Source records

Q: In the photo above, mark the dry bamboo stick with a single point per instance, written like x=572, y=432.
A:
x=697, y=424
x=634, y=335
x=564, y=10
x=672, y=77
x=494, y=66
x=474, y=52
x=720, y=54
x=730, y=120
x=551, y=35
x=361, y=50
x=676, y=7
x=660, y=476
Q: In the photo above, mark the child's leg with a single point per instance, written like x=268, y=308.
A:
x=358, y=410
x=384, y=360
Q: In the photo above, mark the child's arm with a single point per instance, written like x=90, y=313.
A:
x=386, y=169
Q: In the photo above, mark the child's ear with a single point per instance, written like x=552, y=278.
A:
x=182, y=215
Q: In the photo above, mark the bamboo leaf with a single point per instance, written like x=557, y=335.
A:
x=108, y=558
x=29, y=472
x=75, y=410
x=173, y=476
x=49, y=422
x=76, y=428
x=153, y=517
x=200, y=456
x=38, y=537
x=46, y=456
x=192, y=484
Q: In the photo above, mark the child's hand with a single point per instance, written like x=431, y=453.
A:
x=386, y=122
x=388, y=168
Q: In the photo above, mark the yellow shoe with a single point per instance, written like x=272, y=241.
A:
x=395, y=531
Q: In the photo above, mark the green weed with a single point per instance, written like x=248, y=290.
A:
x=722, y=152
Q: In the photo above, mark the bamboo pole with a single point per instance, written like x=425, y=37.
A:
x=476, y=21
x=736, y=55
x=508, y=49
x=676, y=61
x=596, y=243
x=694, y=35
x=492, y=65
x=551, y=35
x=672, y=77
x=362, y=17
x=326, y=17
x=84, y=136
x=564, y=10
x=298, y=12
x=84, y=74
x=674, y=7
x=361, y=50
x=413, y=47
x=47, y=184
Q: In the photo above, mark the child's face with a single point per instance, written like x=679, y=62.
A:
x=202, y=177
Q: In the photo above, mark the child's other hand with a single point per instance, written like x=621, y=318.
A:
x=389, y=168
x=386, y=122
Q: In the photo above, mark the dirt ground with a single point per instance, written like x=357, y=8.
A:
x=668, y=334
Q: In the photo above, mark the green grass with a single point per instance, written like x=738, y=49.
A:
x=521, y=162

Work instruction
The required output is the complete set of records, reproduced exactly.

Written response
Q: In the photo above, mark the dry bamboo stick with a single point per instance, written like x=572, y=432.
A:
x=697, y=424
x=634, y=335
x=564, y=10
x=672, y=77
x=494, y=66
x=474, y=52
x=720, y=54
x=730, y=120
x=551, y=35
x=361, y=50
x=676, y=7
x=660, y=476
Q: In the photo above, mark the child's leg with a single point per instance, written like x=268, y=308.
A:
x=358, y=410
x=384, y=360
Q: In the photo above, mark the child's arm with a single point per instance, written like x=90, y=313.
A:
x=386, y=169
Q: In the photo above, mark the child's ear with a single point per instance, written like x=552, y=278.
A:
x=182, y=215
Q: In the photo above, mark the bamboo leaf with a single point per instance, written like x=557, y=335.
A:
x=108, y=558
x=29, y=472
x=75, y=410
x=173, y=476
x=49, y=422
x=76, y=428
x=153, y=517
x=200, y=456
x=38, y=537
x=46, y=456
x=192, y=484
Q: In the photo above, mark the child's hand with a single point per instance, written like x=431, y=453.
A:
x=386, y=122
x=388, y=168
Q: In the photo above, mark the yellow shoe with a single point per instance, written like x=272, y=241.
A:
x=395, y=531
Q: In the photo above, mark the green weed with a single point per instance, written like x=248, y=290.
A:
x=722, y=152
Q: In the photo above, mark the bamboo pole with a single point per instance, written like x=425, y=37.
A:
x=476, y=21
x=736, y=55
x=508, y=49
x=676, y=61
x=596, y=243
x=694, y=35
x=492, y=65
x=551, y=35
x=672, y=77
x=362, y=17
x=326, y=17
x=84, y=136
x=564, y=10
x=298, y=12
x=84, y=74
x=674, y=7
x=361, y=50
x=413, y=47
x=47, y=184
Q: In the photo above, mark the child's face with a single point per instance, written like x=679, y=62.
A:
x=202, y=177
Q: In the photo above, mark the child's other hand with a single point per instance, written like x=621, y=318.
A:
x=389, y=168
x=386, y=122
Q: In the photo above, mark the dirt ground with a single point per instance, written like x=357, y=8.
A:
x=668, y=334
Q: In the photo above, mark the green grass with a single point per instance, written like x=738, y=49.
A:
x=521, y=162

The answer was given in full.